Page excerpt »

++++++++++++++++++++

As stated they are different locations in memory.
Write in your interpreter print(id(a)) print (id(b)) and you will see that a and b are 2 objects that have different addresses in memory
Hi Loay I agree with all but I want to add some to your comment, for avoiding a possible misunderstanding. The case when we let x = n y = n With n a number and not another variable (this is important), if our n is any integer between -5 and 256, so "x is y" returns true because they REALLY are the same object and will always have the same id for every number in there. But any other integer will return false for "x is y" because they will be different objects. Examples: i = 256 j = 256 i is j >>> True x = 257 y = 257 x is y >>> False a = 300 b = a a is b >>> True https://docs.python.org/3/c-api/long.html (I know, that says "long" but the explanation is inside :P) Plz if I have some mistake I'm very thankful if someone corrects me, keep coding!
Please, guys, at least READ the question before you answer it (for the n-th time). This is about PYTHON!
Equal Values of two variables can't make them same....... like age of A and age of B are equal but that doesn't mean that A and B are same person ....like this value of a and value of b are same but they are still having different identity (address).....so they're not same !!!
HonFu Awesome analogy! I will recklessly steal that.

++++++++++++++++++++

Available records »
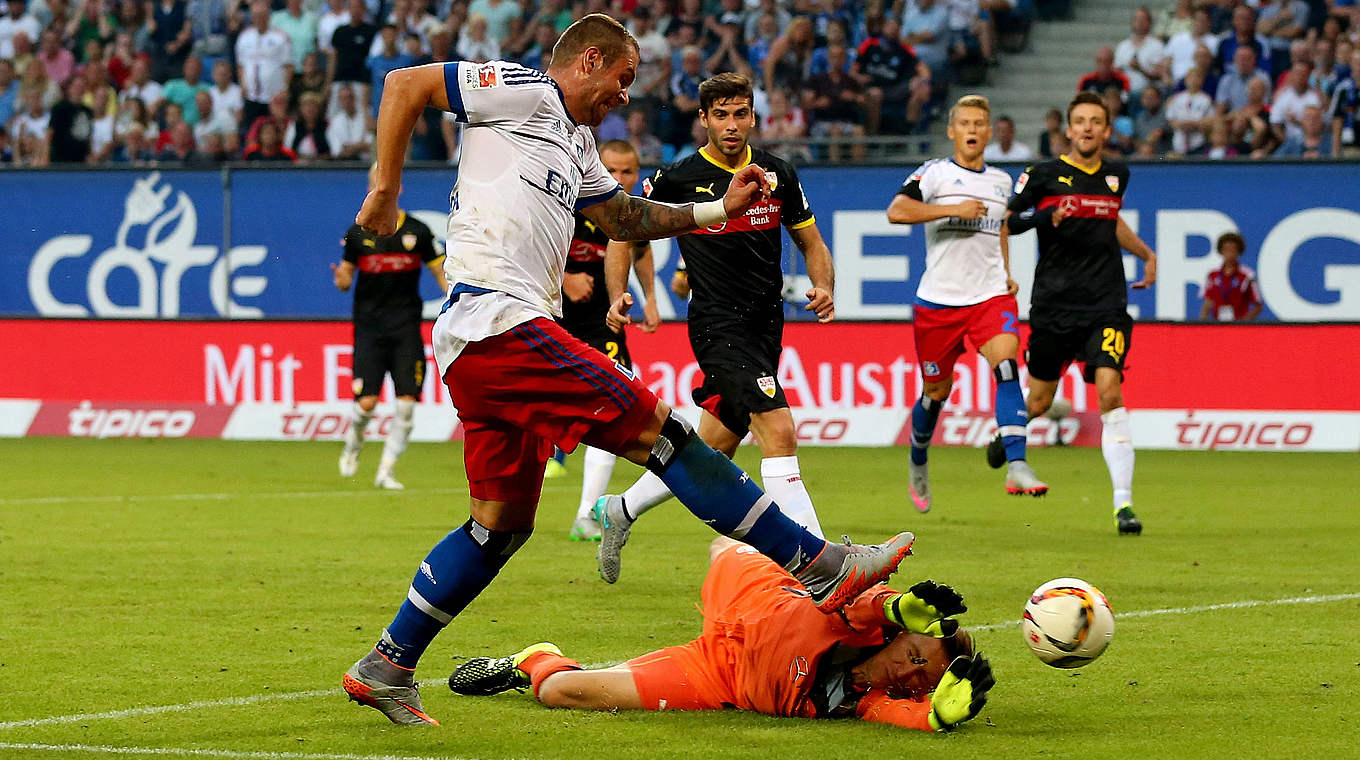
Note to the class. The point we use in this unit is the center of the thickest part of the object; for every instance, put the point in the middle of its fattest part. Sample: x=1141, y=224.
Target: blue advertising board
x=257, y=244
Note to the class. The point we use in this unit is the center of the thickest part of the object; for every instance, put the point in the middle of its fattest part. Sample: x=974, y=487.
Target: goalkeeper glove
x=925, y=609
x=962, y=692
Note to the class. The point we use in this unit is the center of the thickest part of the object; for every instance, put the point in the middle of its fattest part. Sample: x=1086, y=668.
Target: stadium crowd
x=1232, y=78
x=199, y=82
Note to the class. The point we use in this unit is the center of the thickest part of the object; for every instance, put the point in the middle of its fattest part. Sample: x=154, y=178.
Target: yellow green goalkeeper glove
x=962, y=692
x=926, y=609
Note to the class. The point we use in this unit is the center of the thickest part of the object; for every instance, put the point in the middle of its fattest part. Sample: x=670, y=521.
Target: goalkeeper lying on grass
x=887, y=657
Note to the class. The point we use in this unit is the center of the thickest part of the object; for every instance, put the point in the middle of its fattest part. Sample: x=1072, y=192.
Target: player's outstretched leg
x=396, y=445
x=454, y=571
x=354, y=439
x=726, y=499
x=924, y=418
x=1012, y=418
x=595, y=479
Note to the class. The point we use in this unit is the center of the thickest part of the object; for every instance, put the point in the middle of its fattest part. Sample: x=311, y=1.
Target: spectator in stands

++++++++++++++++++++

Task set »
1. In the page excerpt about Python object identity, rewrite the paragraph that begins "Equal Values of two variables" more briefly while keeping its main facts.
2. Reproduce part of the records word for word: begin at the line that has "Sample: x=974, y=487." and stop after the line that has "x=887, y=657".

Answers to the exercise »
1. Two variables with equal values are not necessarily the same. A and B can be the same age without being the same person. In the same way, a and b can have the same value but still have different identities (addresses), so they are not the same.

2.
Note to the class. The point we use in this unit is the center of the thickest part of the object; for every instance, put the point in the middle of its fattest part. Sample: x=974, y=487.
Target: goalkeeper glove
x=925, y=609
x=962, y=692
Note to the class. The point we use in this unit is the center of the thickest part of the object; for every instance, put the point in the middle of its fattest part. Sample: x=1086, y=668.
Target: stadium crowd
x=1232, y=78
x=199, y=82
Note to the class. The point we use in this unit is the center of the thickest part of the object; for every instance, put the point in the middle of its fattest part. Sample: x=154, y=178.
Target: yellow green goalkeeper glove
x=962, y=692
x=926, y=609
Note to the class. The point we use in this unit is the center of the thickest part of the object; for every instance, put the point in the middle of its fattest part. Sample: x=670, y=521.
Target: goalkeeper lying on grass
x=887, y=657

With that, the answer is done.